━━━ PROVIDED DATA

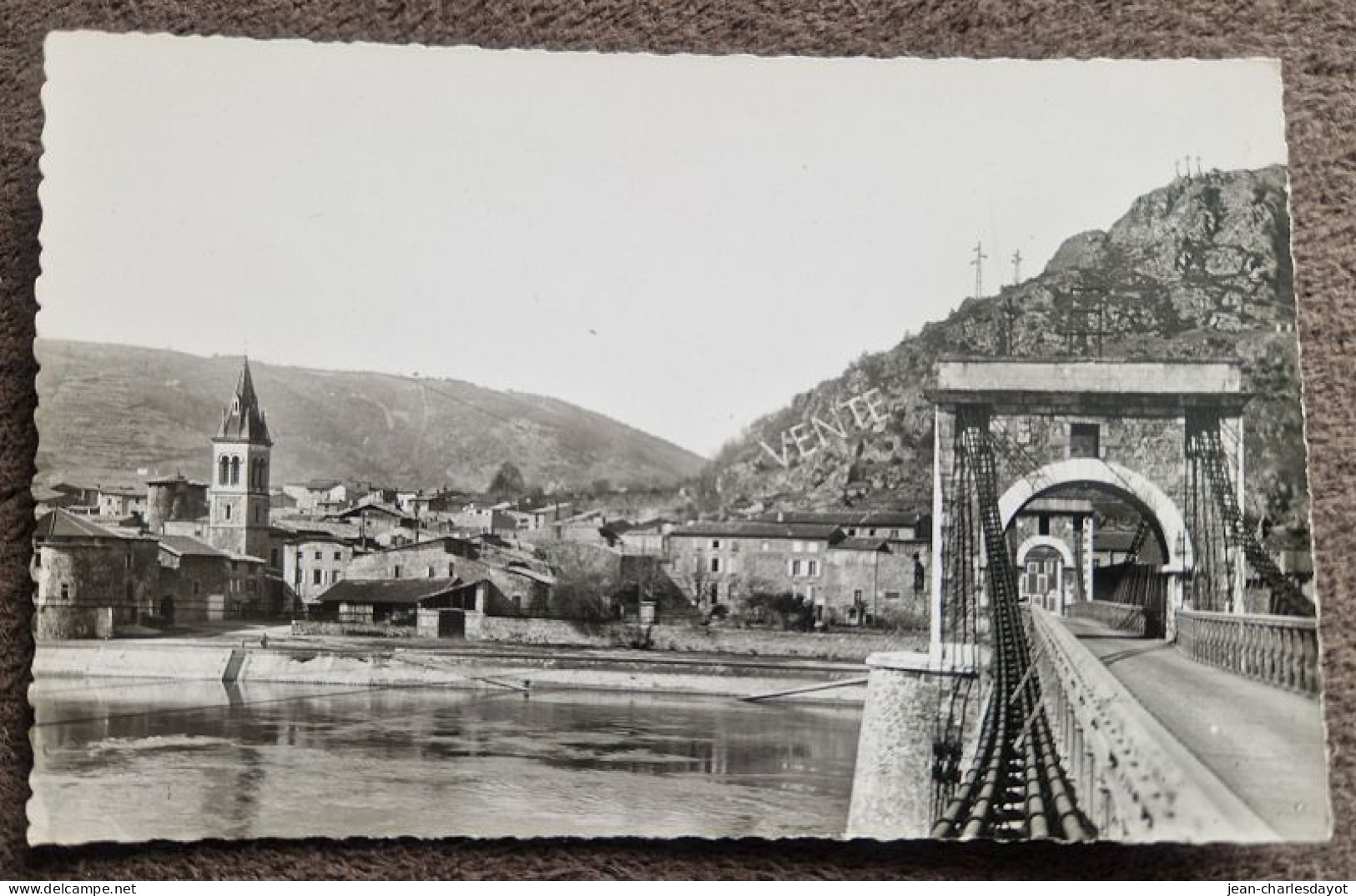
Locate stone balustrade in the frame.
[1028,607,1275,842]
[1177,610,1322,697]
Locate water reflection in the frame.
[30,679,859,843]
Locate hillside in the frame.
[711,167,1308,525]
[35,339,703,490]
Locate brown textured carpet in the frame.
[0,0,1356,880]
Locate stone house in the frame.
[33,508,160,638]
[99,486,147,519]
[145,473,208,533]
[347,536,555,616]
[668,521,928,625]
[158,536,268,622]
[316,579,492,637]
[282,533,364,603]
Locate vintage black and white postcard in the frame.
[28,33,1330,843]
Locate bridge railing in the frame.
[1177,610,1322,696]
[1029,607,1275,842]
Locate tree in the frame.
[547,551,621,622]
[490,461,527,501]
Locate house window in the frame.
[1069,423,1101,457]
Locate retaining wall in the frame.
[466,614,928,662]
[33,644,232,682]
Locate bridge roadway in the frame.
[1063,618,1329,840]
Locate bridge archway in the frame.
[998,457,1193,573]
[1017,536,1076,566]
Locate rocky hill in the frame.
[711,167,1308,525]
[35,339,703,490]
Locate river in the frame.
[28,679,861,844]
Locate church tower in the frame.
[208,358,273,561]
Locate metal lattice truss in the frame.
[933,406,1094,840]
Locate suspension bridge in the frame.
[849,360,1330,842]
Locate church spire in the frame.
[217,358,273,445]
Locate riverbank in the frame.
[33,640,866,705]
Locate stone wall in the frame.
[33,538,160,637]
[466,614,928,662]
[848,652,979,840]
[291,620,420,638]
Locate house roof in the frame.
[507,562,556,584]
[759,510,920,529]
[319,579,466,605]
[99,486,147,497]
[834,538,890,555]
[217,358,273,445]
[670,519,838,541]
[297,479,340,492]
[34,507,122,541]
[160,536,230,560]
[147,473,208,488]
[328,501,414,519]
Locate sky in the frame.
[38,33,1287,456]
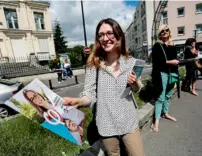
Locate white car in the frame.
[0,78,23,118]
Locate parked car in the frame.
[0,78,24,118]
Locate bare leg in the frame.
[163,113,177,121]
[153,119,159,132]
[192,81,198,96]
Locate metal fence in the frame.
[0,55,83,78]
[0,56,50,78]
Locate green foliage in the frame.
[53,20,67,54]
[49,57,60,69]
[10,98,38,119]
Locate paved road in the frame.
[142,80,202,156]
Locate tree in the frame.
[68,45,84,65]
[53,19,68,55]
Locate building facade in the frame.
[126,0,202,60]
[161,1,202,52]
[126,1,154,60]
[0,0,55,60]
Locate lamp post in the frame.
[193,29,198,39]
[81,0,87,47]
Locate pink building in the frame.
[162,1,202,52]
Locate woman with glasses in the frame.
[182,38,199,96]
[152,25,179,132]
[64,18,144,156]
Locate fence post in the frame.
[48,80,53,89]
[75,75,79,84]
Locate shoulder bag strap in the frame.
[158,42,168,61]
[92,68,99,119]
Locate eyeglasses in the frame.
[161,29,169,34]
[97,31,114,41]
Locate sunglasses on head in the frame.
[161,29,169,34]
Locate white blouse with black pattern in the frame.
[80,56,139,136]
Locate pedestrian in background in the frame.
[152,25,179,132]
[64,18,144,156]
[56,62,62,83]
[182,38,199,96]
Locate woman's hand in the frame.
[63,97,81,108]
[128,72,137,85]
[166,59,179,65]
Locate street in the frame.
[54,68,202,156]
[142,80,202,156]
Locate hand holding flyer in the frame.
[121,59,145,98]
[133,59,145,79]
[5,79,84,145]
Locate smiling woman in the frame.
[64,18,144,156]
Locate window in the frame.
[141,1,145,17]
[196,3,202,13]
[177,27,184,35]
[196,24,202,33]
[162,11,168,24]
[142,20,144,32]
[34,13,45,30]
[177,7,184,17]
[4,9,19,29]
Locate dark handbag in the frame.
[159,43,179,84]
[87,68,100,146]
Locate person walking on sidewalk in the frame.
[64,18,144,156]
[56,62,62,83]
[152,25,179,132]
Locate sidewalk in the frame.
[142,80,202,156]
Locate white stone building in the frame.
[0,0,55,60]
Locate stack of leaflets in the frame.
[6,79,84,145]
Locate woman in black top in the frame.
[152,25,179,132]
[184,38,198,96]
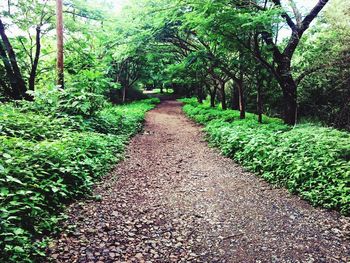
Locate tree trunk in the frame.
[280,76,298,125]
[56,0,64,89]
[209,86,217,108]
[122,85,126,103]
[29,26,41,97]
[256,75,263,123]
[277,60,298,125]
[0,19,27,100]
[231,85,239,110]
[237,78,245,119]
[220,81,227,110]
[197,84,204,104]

━━━━━━

• _STATED PROBLEM_
Gather every line of the records above that contains the word "house".

• _REPLY TO THE EXERCISE_
Locate stone house in the frame.
Locate house window in the frame.
Locate house roof in the frame.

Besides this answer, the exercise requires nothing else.